▸ Document excerpt

Principal Cast : Andrew Garfield, Alexandra Shipp, Robin de Jesus, Joshua Henry, Vanessa Hudgens, Jonathan Marc Sherman, Mj Rodriguez, Ben Levi Ross, Judith Light, Bradley Whitford, Laura Benanti, Danielle Ferland, Micaela Dianond, Utkarsh Ambudkar, Gizel Jiminez, Kate Rockwell, Aneesa Folds, Joel Perez, Judy Kuhn, Danny Burstein, Richard Kind, Tariq Trotter.
Synopsis: On the cusp of his 30th birthday, a promising young theatre composer navigates love, friendship and the pressures of life as an artist in New York City.
Broadway wunderkind Lin-Manuel Miranda’s breakout decade continues with his debut feature directorial effort in Tick Tick Boom!, a musical drama retelling the embryonic career of Jonathan Larson, creator of the iconic musical “Rent”, whose life was well too short-lived and a promising career cut short by an untimely aortic dissection in 1996, aged only 35. The film isn’t only an homage to Larson’s struggles and breakthrough (albeit posthumous) into the mainstream, it’s also a triumphant celebration of the musical theatre genre, with barely a week between this film’s debut on Netflix and the passing of the legendary Stephen Sondheim, apropos of nothing Tick Tick Boom! boasting a minor vocal cameo of the great man as well as Bradley Whitford’s small but essential performance of the musical titan. As a work of fictionalised biography, Tick Tick Boom!’s stellar pace, rat-tat-tat musical numbers and onslaught of Broadway star cameos make it a success in every regard; that it represents an Oscar-worthy central performance by Andrew Garfield is perhaps the greater sweetness in this melancholy, joyful, aching celebration of Larson’s life and all-too-short career.

▸ Material shown
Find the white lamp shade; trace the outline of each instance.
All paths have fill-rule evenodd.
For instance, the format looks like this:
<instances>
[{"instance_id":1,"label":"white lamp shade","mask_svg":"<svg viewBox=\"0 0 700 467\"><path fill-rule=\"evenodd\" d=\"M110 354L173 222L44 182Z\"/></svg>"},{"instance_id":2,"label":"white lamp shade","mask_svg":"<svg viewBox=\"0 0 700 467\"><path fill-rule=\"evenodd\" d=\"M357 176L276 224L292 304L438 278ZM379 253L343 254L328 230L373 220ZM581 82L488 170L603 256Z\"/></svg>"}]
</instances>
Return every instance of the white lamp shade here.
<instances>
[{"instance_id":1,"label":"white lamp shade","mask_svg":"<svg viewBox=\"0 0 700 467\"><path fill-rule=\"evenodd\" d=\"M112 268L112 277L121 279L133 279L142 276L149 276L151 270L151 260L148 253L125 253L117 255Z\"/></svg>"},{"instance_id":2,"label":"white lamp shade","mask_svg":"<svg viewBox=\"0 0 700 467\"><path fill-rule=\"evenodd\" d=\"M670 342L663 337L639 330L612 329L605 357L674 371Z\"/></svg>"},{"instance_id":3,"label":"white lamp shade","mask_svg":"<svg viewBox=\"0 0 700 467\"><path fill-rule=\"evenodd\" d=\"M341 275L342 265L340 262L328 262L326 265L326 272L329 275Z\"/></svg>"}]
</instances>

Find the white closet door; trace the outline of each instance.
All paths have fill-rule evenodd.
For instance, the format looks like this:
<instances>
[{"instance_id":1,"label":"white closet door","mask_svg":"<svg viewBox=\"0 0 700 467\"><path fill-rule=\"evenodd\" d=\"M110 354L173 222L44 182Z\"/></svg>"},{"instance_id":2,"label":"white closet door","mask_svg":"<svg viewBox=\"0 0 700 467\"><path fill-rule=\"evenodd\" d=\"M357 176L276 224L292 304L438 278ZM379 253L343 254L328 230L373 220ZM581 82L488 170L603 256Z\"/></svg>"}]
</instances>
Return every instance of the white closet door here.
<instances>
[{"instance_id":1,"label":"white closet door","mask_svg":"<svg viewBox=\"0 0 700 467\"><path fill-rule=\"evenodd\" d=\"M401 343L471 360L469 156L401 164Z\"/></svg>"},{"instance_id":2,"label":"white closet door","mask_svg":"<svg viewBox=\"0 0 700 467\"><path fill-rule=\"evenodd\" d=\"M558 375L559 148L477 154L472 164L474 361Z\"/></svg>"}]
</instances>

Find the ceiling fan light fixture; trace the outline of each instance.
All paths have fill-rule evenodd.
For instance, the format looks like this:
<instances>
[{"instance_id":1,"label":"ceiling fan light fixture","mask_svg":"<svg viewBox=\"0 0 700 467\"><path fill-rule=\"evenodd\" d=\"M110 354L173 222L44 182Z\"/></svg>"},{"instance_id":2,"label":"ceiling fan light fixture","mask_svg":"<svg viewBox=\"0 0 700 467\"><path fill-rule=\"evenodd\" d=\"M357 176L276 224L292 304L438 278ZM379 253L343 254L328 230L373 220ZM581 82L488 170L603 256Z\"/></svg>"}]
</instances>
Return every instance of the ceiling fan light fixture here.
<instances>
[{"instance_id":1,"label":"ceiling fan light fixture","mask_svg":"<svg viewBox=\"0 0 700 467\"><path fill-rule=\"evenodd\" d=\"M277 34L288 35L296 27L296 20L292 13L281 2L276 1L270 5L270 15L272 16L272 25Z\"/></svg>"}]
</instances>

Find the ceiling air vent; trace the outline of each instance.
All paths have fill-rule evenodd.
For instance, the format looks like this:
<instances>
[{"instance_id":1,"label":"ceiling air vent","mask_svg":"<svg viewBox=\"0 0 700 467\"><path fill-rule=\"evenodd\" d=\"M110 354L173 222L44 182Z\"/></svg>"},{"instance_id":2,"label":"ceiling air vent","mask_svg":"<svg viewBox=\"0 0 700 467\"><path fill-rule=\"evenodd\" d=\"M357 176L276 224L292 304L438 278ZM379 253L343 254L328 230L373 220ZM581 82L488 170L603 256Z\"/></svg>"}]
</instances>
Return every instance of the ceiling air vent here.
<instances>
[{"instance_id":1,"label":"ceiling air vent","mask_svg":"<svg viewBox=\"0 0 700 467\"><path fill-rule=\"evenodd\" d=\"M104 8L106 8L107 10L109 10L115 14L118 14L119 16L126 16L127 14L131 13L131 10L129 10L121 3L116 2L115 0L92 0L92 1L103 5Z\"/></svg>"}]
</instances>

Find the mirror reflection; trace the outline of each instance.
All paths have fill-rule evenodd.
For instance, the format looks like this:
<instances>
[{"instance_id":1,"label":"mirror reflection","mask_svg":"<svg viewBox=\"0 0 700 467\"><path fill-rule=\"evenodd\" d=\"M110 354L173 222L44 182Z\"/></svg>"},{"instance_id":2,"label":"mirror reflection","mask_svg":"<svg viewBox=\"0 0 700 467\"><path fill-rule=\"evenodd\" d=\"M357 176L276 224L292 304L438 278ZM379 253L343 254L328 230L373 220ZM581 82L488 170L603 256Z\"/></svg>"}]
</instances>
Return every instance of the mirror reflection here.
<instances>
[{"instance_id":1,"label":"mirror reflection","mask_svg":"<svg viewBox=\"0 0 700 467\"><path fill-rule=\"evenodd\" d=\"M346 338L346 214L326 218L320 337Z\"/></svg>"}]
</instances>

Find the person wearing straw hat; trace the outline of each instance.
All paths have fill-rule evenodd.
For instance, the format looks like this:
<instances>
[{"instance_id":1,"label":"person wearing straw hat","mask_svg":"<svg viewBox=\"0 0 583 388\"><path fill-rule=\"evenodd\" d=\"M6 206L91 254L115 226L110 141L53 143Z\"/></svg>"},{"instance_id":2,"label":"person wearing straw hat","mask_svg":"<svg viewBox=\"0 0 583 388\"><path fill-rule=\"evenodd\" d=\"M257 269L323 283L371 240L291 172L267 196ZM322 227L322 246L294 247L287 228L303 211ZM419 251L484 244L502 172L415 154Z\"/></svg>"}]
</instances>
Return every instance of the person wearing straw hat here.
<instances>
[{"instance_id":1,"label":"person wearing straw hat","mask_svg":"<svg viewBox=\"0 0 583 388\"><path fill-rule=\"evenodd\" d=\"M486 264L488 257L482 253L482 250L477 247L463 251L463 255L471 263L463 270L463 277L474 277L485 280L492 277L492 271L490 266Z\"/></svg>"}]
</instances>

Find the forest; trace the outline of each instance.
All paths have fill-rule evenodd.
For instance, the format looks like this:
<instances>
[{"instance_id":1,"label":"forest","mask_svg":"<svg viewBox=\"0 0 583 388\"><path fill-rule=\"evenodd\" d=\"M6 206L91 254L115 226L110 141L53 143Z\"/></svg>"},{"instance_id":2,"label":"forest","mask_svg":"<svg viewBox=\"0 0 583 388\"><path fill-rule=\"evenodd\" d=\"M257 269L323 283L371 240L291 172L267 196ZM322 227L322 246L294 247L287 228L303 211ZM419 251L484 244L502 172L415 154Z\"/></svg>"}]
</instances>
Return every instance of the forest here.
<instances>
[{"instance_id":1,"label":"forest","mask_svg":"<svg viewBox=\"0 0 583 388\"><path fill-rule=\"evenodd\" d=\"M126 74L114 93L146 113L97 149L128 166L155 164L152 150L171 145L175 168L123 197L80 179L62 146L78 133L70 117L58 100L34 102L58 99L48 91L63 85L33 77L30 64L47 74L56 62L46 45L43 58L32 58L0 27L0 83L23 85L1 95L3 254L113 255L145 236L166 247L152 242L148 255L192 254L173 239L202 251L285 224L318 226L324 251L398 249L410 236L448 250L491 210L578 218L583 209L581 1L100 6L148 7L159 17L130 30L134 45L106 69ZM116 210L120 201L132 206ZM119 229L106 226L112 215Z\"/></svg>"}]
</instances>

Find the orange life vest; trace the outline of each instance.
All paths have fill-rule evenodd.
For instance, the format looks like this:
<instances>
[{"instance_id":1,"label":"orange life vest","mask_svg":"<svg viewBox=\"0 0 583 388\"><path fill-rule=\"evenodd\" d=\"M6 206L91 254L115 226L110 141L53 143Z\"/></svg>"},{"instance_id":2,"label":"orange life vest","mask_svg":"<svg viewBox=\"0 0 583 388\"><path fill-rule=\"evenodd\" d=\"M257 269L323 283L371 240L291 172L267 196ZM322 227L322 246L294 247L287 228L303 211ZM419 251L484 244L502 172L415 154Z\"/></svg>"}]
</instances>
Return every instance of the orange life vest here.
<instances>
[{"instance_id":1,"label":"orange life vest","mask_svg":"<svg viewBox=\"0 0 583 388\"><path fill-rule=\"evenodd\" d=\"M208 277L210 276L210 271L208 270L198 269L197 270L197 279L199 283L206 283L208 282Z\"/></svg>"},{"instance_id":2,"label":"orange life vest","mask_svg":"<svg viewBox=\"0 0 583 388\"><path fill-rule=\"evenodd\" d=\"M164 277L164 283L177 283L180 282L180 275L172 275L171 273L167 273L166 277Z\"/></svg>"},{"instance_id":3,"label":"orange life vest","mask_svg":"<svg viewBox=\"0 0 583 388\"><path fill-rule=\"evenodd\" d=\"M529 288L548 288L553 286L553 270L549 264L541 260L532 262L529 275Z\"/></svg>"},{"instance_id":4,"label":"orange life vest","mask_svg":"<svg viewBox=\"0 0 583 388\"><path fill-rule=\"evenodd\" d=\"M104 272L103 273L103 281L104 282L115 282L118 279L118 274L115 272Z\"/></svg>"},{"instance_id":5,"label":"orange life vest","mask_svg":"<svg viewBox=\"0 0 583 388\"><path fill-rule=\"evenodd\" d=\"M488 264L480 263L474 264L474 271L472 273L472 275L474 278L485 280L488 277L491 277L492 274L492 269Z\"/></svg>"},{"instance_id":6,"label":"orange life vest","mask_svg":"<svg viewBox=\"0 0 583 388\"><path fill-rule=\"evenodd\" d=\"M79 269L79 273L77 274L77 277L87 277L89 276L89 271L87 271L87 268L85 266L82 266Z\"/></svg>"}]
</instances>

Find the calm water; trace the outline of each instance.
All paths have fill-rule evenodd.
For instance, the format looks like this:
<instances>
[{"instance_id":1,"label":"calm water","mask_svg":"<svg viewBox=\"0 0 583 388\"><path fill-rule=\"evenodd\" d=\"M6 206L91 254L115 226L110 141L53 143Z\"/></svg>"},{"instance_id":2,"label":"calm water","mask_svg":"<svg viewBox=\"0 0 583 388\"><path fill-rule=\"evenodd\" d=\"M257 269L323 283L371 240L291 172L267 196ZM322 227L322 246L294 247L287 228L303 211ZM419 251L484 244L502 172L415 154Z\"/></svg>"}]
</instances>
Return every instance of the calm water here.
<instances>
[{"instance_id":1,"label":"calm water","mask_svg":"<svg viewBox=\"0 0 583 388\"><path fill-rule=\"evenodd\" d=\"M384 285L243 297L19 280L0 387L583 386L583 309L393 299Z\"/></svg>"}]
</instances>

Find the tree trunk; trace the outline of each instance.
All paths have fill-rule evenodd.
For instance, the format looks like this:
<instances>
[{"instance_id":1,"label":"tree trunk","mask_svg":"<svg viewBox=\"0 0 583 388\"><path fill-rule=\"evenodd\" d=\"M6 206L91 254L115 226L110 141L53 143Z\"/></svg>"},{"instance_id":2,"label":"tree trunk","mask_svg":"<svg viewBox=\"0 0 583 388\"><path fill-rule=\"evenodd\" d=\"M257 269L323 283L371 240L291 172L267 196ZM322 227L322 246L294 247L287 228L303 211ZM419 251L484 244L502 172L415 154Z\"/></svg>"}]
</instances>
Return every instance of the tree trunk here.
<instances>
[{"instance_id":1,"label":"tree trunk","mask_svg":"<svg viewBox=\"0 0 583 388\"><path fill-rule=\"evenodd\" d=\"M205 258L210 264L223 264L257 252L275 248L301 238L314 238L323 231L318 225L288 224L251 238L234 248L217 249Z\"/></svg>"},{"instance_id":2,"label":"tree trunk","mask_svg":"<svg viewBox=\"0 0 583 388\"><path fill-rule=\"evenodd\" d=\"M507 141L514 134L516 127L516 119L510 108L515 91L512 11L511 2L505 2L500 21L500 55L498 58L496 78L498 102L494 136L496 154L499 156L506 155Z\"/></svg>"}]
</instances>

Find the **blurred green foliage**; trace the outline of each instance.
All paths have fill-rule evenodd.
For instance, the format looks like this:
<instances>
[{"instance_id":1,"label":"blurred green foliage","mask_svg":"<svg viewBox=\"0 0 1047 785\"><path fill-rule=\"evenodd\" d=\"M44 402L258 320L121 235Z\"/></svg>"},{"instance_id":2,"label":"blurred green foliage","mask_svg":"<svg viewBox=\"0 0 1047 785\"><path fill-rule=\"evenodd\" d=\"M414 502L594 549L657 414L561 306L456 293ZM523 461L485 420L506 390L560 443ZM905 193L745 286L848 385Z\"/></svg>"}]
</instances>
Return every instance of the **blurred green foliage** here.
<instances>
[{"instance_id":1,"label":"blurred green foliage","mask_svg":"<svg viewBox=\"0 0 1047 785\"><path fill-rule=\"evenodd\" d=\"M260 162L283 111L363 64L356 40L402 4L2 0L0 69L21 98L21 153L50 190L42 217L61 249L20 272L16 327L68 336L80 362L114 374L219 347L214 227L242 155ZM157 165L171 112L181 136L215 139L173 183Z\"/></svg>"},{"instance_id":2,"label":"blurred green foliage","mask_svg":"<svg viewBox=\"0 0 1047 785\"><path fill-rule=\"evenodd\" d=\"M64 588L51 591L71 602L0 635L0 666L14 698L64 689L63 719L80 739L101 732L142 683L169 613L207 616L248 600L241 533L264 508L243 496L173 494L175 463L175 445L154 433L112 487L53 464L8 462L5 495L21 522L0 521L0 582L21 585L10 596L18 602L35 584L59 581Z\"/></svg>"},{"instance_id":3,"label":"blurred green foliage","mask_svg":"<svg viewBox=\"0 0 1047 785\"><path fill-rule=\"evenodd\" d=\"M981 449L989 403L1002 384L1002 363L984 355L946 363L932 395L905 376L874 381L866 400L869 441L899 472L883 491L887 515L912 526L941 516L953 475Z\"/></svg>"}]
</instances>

▸ Problems to work on
- 1) Copy every line of the records from the one containing "Find the **blurred" down to the last line of the records.
- 2) Continue the Tick Tick Boom! review from where it stops.
The records have no connection to the Tick Tick Boom! review.

▸ Response list
- 1)
Find the **blurred green foliage**; trace the outline of each instance.
All paths have fill-rule evenodd.
For instance, the format looks like this:
<instances>
[{"instance_id":1,"label":"blurred green foliage","mask_svg":"<svg viewBox=\"0 0 1047 785\"><path fill-rule=\"evenodd\" d=\"M44 402L258 320L121 235Z\"/></svg>"},{"instance_id":2,"label":"blurred green foliage","mask_svg":"<svg viewBox=\"0 0 1047 785\"><path fill-rule=\"evenodd\" d=\"M414 502L594 549L657 414L561 306L456 293ZM523 461L485 420L506 390L560 443ZM905 193L745 286L848 385Z\"/></svg>"}]
</instances>
Return every instance of the **blurred green foliage** here.
<instances>
[{"instance_id":1,"label":"blurred green foliage","mask_svg":"<svg viewBox=\"0 0 1047 785\"><path fill-rule=\"evenodd\" d=\"M260 162L283 111L363 64L356 40L402 4L2 0L0 69L21 98L21 153L50 190L42 217L61 249L20 272L16 327L68 336L80 362L114 374L219 347L214 227L242 155ZM157 165L171 112L181 136L215 139L173 183Z\"/></svg>"},{"instance_id":2,"label":"blurred green foliage","mask_svg":"<svg viewBox=\"0 0 1047 785\"><path fill-rule=\"evenodd\" d=\"M64 588L51 591L71 602L0 635L0 666L14 698L64 689L63 719L80 739L101 732L142 683L169 613L207 616L248 600L241 533L264 508L243 496L173 494L175 463L175 445L154 433L112 487L53 464L8 462L5 495L21 522L0 521L0 582L21 585L10 596L18 602L35 584L59 581Z\"/></svg>"},{"instance_id":3,"label":"blurred green foliage","mask_svg":"<svg viewBox=\"0 0 1047 785\"><path fill-rule=\"evenodd\" d=\"M981 449L989 403L1002 384L1002 363L984 355L946 363L932 395L905 376L874 381L866 400L869 441L899 472L883 491L887 515L912 526L941 516L953 475Z\"/></svg>"}]
</instances>

- 2)
Up-and-coming composer Jonathan Larson (Garfield – Hacksaw Ridge) lives in a run-down apartment building with best friend Michael (Robin de Jesús – Milkwater) spending all his free time writing a bizarre sci-fi musical, “Superbia”, and working at the Moondance Diner in SoHo, New York City. His girlfriend Susan (Alexandra Shipp – Straight Outta Compton, X-Men: Apocalypse) is finding Larson’s obsessive work on “Superbia” leaves less time for their relationship, and she is considering taking a job out of state. Compulsively musical, Larson idolises Stephen Sondheim and through a series of flashforwards he performs his musical rock monologue, “Tick Tick Boom!” to a New York Theatre audience, alongside friends Roger (Joshua Bart) and Karessa (Vanessa Hudgens), while trying to parlay “Superbia” into a full-fledged production with the help of Playwright Horizons director Ira Weitzman (Jonathan Marc Sherman).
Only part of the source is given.